> [Task requirements]:
(A) Return the section of the text on Sudhanshu Pandey from "Sudhanshu Pandey (born" up to and including "of its release.".
(B) Answer these questions from the text on Sudhanshu Pandey:
(i) Which character is he best known for portraying?
(ii) What was the name of the boy band he was part of?
(iii) In which film did he first play the main villain?
(C) Extend the text on Sudhanshu Pandey from where it stops.

> [Source passage]:
★ ★ ★ ★ ★
Sudhanshu Pandey (born 22 August 1974) is an Indian model, singer, film and television actor best known for portraying Vanraj Shah in Anupamaa and Anupama: Namaste America. He has appeared in twenty-two films, in Hindi, Tamil and Telugu languages in his career.

Career
Sudhanshu Pandey was first reported in the media for being a part of India’s first boy band, A Band of Boys, in the early 2000s. A few years later, the group disbanded and Sudhanshu ventured into acting.

Pandey also regularly appeared in Tamil cinema throughout the 2010s, and first portrayed the main villain in Billa II (2012) starring Ajith Kumar. He later followed it up with roles in Meaghamann (2014), Indrajith (2017) and 2.0 (2018), the most expensive Indian film at the time of its release.
★ ★ ★ ★ ★
[Pointing dataset records]

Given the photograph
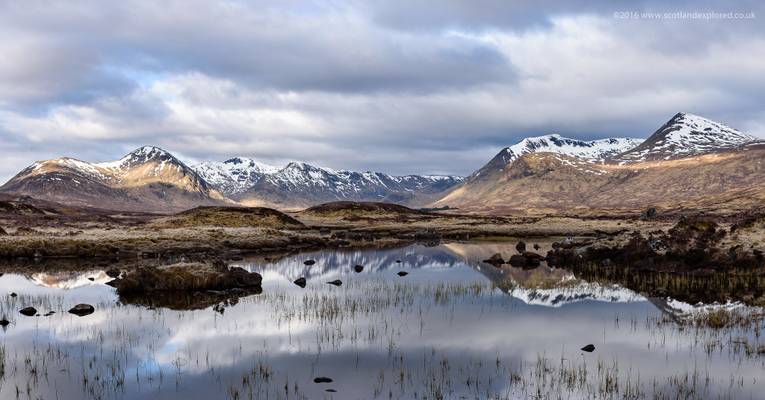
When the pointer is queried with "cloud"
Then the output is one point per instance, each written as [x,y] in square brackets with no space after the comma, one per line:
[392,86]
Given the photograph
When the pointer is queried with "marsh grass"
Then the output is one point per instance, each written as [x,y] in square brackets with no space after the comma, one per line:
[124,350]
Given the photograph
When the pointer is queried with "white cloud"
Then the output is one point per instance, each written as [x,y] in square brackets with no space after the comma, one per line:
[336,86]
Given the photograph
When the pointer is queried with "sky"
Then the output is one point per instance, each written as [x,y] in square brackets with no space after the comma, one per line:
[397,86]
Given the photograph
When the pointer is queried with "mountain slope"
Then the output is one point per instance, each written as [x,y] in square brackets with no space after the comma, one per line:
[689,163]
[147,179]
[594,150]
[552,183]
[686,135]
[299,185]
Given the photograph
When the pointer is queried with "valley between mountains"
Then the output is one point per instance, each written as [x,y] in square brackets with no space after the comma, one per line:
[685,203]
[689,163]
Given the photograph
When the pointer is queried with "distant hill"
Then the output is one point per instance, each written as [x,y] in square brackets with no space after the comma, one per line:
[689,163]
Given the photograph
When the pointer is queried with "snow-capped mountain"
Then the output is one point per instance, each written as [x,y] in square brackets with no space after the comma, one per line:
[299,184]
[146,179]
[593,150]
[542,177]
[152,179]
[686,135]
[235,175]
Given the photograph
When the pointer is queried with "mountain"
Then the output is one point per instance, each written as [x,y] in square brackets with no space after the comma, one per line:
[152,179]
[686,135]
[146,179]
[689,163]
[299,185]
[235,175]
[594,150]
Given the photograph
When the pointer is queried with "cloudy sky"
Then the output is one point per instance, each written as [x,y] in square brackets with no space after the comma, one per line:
★ ★ ★ ★ ★
> [Expected responses]:
(A)
Sudhanshu Pandey (born 22 August 1974) is an Indian model, singer, film and television actor best known for portraying Vanraj Shah in Anupamaa and Anupama: Namaste America. He has appeared in twenty-two films, in Hindi, Tamil and Telugu languages in his career.

Career
Sudhanshu Pandey was first reported in the media for being a part of India’s first boy band, A Band of Boys, in the early 2000s. A few years later, the group disbanded and Sudhanshu ventured into acting.

Pandey also regularly appeared in Tamil cinema throughout the 2010s, and first portrayed the main villain in Billa II (2012) starring Ajith Kumar. He later followed it up with roles in Meaghamann (2014), Indrajith (2017) and 2.0 (2018), the most expensive Indian film at the time of its release.

(B)
(i) Vanraj Shah
(ii) A Band of Boys
(iii) Billa II (2012)

(C)
Since 2020, he has been portraying the antagonist Vanraj Shah in Anupamaa, which has popularised him among the Hindi-speaking audience.

In 2022, he reprised his role of Vanraj Shah in Anupamaa's eleven-episode prequel web series Anupama: Namaste America which streams on Disney+ Hotstar.

Personal life
Pandey is married to Mona Pandey and has two sons, Nirvaan and Vivaan Pandey.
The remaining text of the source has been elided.